- [What the exercise asks] Given the records below, set each one down again exactly as it reads.

- [Dataset entries]
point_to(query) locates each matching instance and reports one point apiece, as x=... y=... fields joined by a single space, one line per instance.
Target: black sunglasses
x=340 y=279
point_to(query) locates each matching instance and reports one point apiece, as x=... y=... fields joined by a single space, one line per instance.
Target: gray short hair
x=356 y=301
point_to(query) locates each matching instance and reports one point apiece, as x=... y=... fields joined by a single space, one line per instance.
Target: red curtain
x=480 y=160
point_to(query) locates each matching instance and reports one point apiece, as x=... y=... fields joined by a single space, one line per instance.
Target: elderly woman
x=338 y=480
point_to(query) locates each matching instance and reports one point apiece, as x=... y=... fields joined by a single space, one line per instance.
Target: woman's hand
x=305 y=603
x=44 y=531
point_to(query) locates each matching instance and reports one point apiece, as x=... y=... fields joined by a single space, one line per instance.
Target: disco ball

- [Task response]
point_to(query) locates each matching instance and reports one point apiece, as x=... y=... fields joined by a single space, one line per instance.
Target: black sunglasses
x=340 y=279
point_to(query) locates each matching instance and reports one point apiece, as x=... y=... fields joined by a single space, one line per instance.
Target: gray short hair
x=356 y=301
point_to(query) locates each matching instance and reports one point apiece, as x=... y=... fields joined by a single space, one line per instance.
Target: red curtain
x=480 y=160
point_to(query) locates each matching instance and reports one point apiece, as x=... y=... fields joined by a single space, one line per instance.
Target: elderly woman
x=338 y=480
point_to(query) locates each matching instance and reports one point apiece, as x=... y=... fields joined by a single space, one line per instance.
Target: woman's hand
x=305 y=603
x=44 y=531
point_to(query) locates each matching instance and reports one point apiece, as x=... y=... fields joined by a single space, one line per instance.
Target: disco ball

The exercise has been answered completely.